**Exercise prompt**
Of the lines below, write out exactly those from the line with "Query provided: clear eyeglass lens" through the line with "Query provided: man's mouth", both included, and skip the rest.

+++ Extracted records +++

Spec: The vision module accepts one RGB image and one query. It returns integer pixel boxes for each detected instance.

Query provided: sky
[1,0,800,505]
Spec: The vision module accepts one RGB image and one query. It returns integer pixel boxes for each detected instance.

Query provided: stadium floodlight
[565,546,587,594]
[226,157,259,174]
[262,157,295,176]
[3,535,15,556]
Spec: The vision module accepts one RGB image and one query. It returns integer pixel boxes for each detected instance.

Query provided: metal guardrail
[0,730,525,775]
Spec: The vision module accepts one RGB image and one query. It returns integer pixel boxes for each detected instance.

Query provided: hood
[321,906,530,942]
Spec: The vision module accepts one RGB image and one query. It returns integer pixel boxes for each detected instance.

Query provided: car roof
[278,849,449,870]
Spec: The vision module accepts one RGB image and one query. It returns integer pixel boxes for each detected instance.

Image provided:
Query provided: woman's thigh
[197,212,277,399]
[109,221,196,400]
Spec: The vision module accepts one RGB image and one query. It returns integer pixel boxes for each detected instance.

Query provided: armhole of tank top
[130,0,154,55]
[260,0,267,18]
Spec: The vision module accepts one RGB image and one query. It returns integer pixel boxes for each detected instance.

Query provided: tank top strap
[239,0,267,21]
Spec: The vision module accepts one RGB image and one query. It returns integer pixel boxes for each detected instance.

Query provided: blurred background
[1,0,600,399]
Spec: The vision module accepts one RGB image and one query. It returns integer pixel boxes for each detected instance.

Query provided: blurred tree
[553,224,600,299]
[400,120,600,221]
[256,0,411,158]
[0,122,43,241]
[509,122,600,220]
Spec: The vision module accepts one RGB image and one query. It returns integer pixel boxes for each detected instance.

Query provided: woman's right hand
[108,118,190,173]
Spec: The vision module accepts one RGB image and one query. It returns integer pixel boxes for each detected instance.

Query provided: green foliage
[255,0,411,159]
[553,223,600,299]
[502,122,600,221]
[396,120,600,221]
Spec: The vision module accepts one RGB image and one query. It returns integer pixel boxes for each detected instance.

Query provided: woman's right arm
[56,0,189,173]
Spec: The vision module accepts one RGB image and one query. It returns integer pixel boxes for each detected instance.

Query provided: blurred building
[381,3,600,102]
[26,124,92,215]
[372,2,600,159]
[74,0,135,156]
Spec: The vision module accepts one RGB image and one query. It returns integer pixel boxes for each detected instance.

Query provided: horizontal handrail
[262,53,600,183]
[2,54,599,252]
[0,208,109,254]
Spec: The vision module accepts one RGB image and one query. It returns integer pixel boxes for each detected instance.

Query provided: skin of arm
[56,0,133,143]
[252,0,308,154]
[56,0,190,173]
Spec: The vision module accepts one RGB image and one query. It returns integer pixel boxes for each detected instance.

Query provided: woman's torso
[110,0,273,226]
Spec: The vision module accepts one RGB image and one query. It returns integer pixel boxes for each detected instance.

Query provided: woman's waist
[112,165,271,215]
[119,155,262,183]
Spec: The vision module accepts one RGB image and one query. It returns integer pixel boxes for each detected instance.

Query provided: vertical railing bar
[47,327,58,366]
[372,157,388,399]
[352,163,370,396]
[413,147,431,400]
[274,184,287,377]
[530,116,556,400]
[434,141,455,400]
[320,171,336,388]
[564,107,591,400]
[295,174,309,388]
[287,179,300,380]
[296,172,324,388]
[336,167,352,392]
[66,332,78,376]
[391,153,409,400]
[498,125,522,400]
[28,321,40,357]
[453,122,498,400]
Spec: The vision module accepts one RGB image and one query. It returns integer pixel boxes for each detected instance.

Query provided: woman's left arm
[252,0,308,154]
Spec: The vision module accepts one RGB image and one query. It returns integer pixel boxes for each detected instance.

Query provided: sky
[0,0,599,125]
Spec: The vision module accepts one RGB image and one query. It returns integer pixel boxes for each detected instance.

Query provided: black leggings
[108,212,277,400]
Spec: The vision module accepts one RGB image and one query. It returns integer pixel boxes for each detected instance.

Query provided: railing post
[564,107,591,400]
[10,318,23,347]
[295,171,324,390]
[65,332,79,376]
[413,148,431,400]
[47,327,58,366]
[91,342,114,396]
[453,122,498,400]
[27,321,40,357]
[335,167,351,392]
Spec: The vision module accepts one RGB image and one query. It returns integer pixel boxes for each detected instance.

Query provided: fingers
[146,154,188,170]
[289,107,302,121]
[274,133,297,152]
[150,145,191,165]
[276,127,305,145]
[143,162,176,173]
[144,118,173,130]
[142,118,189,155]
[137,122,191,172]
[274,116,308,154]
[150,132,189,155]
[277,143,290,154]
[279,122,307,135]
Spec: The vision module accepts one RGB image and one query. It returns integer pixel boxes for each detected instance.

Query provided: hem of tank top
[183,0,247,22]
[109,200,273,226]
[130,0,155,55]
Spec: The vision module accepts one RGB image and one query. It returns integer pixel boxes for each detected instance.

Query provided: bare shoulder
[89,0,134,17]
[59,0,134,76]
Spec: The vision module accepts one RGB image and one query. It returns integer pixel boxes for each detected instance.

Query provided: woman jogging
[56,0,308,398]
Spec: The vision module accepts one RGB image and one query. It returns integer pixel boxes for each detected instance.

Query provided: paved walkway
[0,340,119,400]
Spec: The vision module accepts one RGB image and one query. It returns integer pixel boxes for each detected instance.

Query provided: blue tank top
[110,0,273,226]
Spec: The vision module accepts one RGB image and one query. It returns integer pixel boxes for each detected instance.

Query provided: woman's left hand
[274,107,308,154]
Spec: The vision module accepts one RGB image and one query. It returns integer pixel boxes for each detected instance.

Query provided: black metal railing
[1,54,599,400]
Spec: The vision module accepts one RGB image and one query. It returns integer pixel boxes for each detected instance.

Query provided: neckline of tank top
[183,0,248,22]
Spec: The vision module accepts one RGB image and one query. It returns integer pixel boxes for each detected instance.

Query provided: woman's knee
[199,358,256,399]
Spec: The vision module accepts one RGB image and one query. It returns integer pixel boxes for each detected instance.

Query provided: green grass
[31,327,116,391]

+++
+++ Extracted records +++

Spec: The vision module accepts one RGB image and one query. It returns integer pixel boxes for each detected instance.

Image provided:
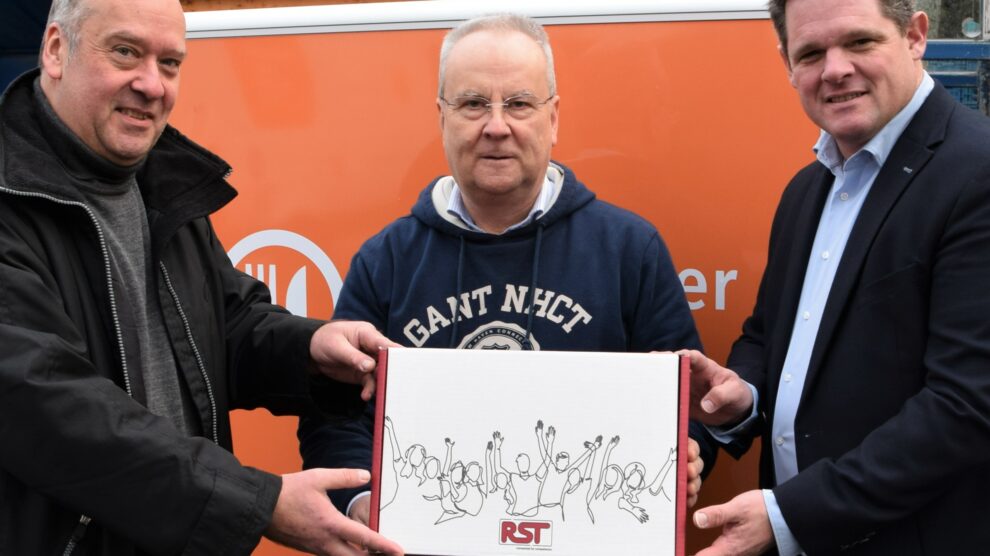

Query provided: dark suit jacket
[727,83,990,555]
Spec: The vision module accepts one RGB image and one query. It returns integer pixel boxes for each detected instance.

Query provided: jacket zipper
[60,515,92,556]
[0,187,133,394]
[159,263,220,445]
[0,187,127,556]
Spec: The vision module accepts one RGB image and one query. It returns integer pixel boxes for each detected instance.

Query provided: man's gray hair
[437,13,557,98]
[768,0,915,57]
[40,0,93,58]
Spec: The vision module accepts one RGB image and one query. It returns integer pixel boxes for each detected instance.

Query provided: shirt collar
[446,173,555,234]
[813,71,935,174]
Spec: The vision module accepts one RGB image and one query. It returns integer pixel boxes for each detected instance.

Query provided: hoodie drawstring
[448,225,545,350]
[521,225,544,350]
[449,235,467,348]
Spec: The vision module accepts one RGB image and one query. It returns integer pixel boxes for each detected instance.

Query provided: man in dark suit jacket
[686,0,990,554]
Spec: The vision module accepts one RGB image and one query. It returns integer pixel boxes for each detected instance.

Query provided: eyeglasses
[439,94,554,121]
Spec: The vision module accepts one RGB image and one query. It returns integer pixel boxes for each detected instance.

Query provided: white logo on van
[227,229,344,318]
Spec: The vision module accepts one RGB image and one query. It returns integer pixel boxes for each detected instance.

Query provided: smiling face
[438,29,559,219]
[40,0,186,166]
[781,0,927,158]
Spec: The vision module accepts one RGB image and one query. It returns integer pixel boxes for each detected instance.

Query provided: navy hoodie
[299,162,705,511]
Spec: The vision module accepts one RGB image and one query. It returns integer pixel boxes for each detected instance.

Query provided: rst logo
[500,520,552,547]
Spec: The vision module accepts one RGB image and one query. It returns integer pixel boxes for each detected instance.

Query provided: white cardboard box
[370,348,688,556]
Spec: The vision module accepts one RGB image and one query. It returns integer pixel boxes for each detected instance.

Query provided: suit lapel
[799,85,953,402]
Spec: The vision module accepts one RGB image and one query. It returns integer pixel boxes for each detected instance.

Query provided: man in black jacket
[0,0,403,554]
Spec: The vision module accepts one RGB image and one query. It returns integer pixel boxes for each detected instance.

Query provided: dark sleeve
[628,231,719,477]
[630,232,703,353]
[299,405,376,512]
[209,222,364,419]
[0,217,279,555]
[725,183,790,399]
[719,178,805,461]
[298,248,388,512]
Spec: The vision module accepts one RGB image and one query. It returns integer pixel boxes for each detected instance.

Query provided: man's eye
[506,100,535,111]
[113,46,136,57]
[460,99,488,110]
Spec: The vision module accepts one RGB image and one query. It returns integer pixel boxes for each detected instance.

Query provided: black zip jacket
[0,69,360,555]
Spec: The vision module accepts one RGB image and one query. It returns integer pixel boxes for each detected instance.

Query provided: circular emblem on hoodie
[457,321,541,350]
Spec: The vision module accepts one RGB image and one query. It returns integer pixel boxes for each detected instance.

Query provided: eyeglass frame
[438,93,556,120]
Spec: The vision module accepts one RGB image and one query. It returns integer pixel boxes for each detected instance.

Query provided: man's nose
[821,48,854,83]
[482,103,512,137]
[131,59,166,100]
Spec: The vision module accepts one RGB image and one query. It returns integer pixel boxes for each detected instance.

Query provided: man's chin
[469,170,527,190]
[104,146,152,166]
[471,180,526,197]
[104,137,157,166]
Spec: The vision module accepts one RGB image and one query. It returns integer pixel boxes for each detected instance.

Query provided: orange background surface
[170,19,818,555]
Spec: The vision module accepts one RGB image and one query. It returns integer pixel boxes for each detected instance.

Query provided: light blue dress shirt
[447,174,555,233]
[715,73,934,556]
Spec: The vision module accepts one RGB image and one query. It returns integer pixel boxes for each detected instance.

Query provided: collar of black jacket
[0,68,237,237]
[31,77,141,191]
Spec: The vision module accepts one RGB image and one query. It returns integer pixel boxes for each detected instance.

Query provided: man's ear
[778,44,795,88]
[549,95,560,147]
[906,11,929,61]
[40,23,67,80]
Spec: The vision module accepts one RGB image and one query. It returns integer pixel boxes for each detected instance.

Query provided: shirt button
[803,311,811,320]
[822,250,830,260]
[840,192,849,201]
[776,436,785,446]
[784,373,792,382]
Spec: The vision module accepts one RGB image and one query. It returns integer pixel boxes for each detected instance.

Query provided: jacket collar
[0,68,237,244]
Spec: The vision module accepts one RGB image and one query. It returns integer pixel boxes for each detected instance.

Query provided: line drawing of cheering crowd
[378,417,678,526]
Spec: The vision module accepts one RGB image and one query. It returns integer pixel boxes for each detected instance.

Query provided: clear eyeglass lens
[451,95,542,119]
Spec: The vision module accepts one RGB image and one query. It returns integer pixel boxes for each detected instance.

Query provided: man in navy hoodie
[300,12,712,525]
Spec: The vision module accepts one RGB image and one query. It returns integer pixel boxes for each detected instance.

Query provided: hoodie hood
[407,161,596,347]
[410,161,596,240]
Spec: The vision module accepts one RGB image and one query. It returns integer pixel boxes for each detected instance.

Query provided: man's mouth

+++

**Task response**
Query provided: clear eyeglass lens
[451,95,542,119]
Spec: The vision module accepts one RGB image and one query. It returns integer pixel boxes for each detected instance.

Query provided: man in navy hoodie
[300,12,712,525]
Spec: The vision module accepts one RGB image and one query. It returns integer pixel boxes for each detected instance.

Query provided: hoodie hood
[407,161,596,347]
[410,161,596,240]
Spec: The vision module accepts one RGB image and one query. It returns integer pixel boxes for each detected instance.

Query provided: man's mouth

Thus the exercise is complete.